───── SOURCE PASSAGE
The incident creates an early inflection point in the young tenure of Mayor Eric Adams — a retired police captain who campaigned on reducing gun violence during his election last year, and has been responding to shootings across the five boroughs during his first few weeks on the job.

Now, with the state Legislature in session and a new City Council gearing up to negotiate with Adams over his budget, the mayor will have an opportunity to increase NYPD funding and push for changes to bail reform laws that he has questioned since being elected.

Late Friday Adams joined his Police Commissioner Keechant Sewell in delivering emotional defenses of the NYPD, expressing anger over persistent shootings and calling on the federal government to increase enforcement of illegal gun trafficking.

“It is our city against the killers,” said Adams, wearing an official police jacket, from a podium inside Harlem Hospital, where the officers were taken after being shot by a 47-year-old man in a West 135th Street apartment.

They were responding to a 911 call earlier in the evening from a mother reporting a dispute with her son, according to an account of the incident detailed by NYPD Chief of Detectives James Essig.

When they arrived, the woman directed them to a bedroom in the back of the apartment.

The officers proceeded down a narrow, 30-foot-long hallway toward the room. There, Lashawn McNeil — on probation for a 2003 narcotics conviction in the city and four drug and gun arrests outside of New York — shot them repeatedly with a Glock 45 stolen from Baltimore in 2017, Essig said. At that point a third officer opened fire on McNeil, hitting his right arm and head.

The NYPD is now working with the Joint Firearms Task Force of the local Bureau of Alcohol, Firearms, Tobacco and Explosives to trace the gun, Essig said.

The collaboration extends to Attorney General Merrick Garland, whose spokesperson at the Justice Department, Anthony Coley, tweeted that Garland and Sewell spoke earlier in the evening. “He expressed his condolences and told her that the department and @FBI are standing by to assist. He mentioned that FBI is already in touch with counterparts at @NYPD,” Coley tweeted.

State Attorney General Tish James released a statement saying her office “may assert jurisdiction in this matter.”
──────────
───── SUPPLIED INFORMATION
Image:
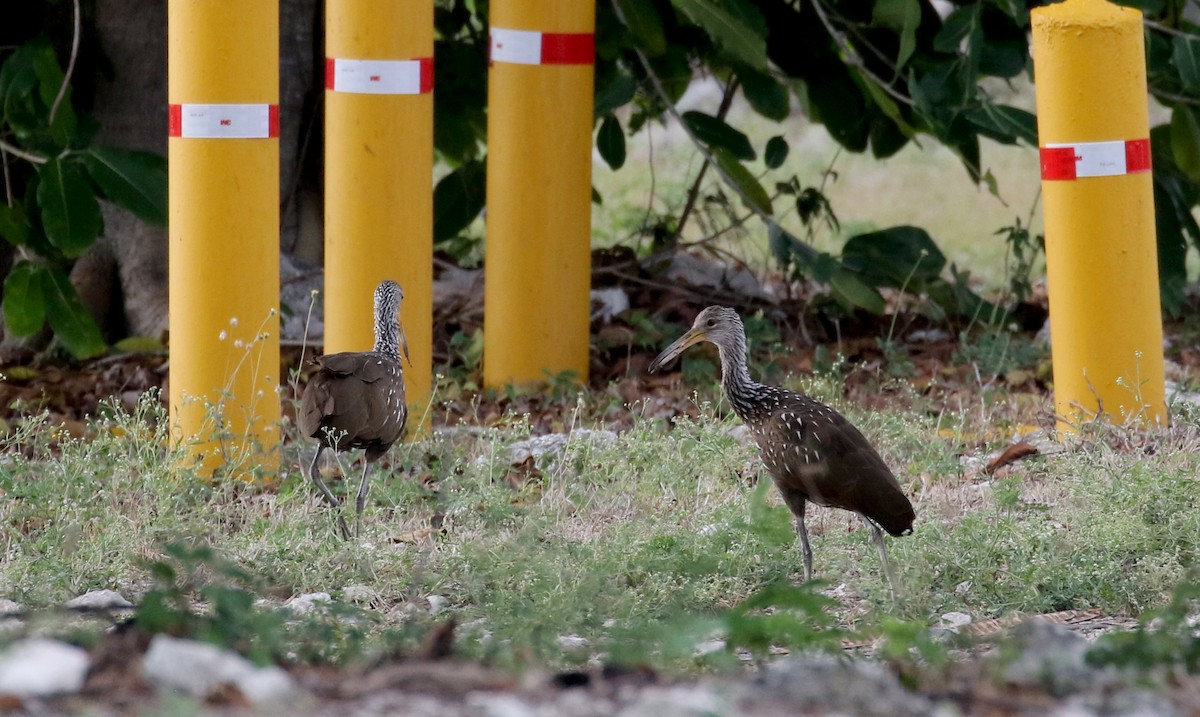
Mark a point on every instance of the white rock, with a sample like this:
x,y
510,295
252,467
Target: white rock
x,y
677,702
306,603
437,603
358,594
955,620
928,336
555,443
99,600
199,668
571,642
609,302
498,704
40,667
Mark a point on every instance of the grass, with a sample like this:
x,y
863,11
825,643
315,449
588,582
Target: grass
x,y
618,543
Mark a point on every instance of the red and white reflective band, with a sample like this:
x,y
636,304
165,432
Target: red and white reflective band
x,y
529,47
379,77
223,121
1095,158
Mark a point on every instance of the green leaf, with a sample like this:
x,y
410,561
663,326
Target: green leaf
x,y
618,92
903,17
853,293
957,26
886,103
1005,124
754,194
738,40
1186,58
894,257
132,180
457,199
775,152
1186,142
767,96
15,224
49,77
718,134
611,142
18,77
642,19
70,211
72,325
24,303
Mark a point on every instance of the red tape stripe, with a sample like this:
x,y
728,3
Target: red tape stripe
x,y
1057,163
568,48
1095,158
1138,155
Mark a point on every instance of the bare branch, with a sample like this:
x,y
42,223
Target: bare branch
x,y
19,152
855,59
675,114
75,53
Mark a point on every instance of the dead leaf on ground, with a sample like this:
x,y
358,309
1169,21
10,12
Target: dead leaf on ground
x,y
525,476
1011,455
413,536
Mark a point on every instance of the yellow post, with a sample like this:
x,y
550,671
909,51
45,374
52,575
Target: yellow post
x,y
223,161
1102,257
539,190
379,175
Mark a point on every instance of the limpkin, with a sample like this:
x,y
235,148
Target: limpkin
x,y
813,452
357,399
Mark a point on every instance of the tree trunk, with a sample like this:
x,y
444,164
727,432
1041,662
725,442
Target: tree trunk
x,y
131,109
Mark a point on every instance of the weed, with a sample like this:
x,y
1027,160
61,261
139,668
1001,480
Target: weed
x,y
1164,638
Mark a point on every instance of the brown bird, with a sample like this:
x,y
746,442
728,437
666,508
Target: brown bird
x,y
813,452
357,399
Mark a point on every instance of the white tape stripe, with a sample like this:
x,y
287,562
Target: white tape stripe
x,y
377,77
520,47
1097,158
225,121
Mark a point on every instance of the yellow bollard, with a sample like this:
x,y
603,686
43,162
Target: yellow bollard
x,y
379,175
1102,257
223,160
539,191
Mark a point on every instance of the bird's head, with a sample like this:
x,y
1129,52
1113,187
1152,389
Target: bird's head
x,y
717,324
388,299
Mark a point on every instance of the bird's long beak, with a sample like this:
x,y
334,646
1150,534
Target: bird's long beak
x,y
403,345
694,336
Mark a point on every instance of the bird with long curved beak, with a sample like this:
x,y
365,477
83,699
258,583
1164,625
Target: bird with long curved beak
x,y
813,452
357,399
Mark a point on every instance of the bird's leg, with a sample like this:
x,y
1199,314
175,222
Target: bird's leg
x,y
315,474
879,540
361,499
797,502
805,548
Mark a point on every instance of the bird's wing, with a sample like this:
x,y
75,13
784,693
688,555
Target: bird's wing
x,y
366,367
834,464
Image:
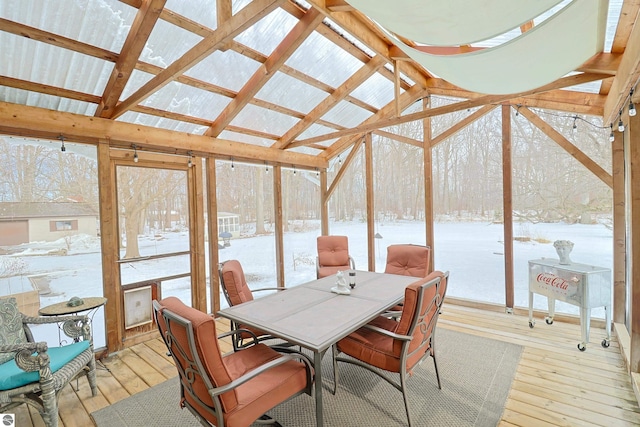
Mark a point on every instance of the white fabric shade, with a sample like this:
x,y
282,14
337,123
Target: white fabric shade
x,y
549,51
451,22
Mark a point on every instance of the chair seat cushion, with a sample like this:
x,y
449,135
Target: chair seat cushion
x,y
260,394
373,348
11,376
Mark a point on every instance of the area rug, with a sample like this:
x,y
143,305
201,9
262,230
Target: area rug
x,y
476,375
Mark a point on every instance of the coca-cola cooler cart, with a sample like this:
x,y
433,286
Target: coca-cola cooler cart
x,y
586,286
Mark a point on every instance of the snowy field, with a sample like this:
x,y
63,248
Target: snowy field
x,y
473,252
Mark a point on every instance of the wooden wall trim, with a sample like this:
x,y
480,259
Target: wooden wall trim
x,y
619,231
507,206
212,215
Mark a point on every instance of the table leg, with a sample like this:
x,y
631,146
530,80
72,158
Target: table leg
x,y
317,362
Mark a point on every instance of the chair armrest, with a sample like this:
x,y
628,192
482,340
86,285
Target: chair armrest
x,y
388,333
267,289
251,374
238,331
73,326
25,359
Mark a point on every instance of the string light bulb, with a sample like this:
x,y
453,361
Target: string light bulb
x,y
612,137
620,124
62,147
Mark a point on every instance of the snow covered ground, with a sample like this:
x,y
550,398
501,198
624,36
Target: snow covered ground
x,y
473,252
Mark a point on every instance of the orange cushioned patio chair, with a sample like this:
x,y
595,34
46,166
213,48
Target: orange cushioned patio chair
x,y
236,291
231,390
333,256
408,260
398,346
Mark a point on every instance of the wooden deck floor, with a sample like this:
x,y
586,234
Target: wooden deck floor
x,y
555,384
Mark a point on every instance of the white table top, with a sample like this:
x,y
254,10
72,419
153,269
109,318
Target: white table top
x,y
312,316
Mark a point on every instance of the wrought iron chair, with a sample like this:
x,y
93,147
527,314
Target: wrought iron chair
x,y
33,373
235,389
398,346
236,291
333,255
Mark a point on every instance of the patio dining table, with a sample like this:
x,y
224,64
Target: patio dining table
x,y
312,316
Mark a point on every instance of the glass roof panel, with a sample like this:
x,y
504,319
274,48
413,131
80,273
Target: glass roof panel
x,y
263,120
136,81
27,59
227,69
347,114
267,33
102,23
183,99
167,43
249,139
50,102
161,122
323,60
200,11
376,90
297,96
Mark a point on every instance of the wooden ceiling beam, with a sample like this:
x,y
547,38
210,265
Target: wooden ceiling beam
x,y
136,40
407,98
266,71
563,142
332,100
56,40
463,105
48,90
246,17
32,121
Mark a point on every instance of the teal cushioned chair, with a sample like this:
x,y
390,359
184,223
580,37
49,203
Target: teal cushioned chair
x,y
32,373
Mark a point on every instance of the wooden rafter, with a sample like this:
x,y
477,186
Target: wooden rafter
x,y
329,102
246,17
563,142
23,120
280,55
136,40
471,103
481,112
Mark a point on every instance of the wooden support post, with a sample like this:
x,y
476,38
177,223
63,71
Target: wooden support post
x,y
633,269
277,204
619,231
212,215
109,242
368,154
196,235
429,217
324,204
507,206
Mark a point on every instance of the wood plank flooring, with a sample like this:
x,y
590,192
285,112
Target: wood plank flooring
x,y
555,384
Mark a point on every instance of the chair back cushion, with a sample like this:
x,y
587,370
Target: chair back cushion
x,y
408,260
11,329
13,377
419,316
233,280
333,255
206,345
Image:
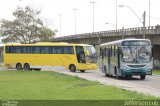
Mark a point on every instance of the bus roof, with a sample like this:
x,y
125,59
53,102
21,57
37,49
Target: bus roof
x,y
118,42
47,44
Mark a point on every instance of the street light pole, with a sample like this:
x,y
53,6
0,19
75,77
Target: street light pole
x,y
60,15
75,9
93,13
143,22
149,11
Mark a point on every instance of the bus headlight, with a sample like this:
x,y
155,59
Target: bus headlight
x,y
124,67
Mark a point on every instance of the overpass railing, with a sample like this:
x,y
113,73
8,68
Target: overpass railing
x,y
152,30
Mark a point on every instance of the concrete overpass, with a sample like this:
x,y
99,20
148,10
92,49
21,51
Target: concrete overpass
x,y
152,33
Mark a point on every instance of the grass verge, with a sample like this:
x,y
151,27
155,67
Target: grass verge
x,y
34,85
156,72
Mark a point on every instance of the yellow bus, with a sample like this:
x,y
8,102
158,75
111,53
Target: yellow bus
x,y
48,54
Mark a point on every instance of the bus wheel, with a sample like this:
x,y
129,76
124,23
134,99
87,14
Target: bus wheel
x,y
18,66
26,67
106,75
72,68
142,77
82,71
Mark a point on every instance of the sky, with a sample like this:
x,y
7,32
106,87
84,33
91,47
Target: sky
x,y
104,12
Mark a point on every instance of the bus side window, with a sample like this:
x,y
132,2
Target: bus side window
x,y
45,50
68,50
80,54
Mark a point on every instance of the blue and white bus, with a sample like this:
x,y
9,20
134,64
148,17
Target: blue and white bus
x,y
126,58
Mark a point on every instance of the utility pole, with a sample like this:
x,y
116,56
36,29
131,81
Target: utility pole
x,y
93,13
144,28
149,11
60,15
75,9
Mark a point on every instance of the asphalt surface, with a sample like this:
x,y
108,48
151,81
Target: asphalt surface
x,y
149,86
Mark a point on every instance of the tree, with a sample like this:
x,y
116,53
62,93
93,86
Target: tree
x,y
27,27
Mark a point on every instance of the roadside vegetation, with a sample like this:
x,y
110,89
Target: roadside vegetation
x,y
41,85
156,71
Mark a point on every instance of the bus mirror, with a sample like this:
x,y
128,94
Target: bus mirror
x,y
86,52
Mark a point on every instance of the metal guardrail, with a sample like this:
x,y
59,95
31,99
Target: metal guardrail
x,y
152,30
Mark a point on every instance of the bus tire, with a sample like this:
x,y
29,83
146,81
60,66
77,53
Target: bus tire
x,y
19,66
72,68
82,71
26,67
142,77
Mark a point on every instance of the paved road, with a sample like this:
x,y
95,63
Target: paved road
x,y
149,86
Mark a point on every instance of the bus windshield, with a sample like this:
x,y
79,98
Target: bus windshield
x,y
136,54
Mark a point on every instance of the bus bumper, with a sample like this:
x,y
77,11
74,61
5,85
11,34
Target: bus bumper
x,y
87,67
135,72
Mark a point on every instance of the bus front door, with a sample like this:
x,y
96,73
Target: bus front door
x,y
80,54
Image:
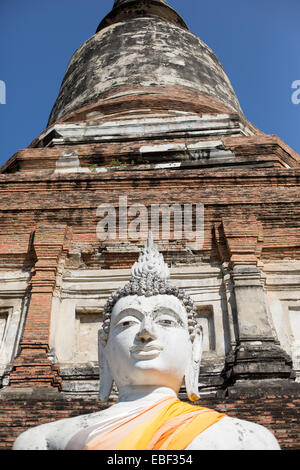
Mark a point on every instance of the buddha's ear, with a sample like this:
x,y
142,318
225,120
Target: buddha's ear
──────────
TASK REQUIREMENTS:
1) Repeat the part of the Harlem police shooting article starting with "Late Friday Adams" and going on through "of the apartment.", word for word.
2) Pick up the Harlem police shooting article after its final sentence and carry it forward for a few more paragraphs.

WRITTEN RESPONSES:
1)
Late Friday Adams joined his Police Commissioner Keechant Sewell in delivering emotional defenses of the NYPD, expressing anger over persistent shootings and calling on the federal government to increase enforcement of illegal gun trafficking.

“It is our city against the killers,” said Adams, wearing an official police jacket, from a podium inside Harlem Hospital, where the officers were taken after being shot by a 47-year-old man in a West 135th Street apartment.

They were responding to a 911 call earlier in the evening from a mother reporting a dispute with her son, according to an account of the incident detailed by NYPD Chief of Detectives James Essig.

When they arrived, the woman directed them to a bedroom in the back of the apartment.

2)
As the feds touted the collaboration, Adams called for more help from the Biden administration to combat the flow of weapons into New York City, noting, “We don’t make guns here.”

“We need Washington to act now to stop the flow of weapons into our cities,” Adams said.

He recalled his own late mother’s fear when he and his brother, Bernard Adams, were active-duty police officers and she heard of cops being shot.

"No matter how painful this moment is, don't give up on these people in this city. Don't give up. Don't feel as though they don't want you to do your job,” he said. “Twitter and Instagram and social media — they're not the people you're protecting.”
Adams has sparred with left-flank Democrats who often take to Twitter to criticize his positions on policing. Earlier this week, he told reporters he would consider exempting the NYPD from his across-the-board mandate for city agency budget cuts — but is primarily concerned with shifting officers staffing parades to patrol high-crime areas. Police funding was at the heart of a national reckoning over law enforcement and race following the murder of George Floyd in 2020.

Standing behind Adams and Sewell was a leading critic of the NYPD: Public Advocate Jumaane Williams, who is running for governor.

But Adams seemed to put politics aside Friday night and welcome Williams to the briefing to show a city united against gun violence.

“Normally when we do briefings like this it’s just the police officers who stand at this podium,” Adams said.

“I don’t want that tonight. I wanted everyone to be in the same room. I wanted everyone to be here to understand it is our city against the killers,” he said.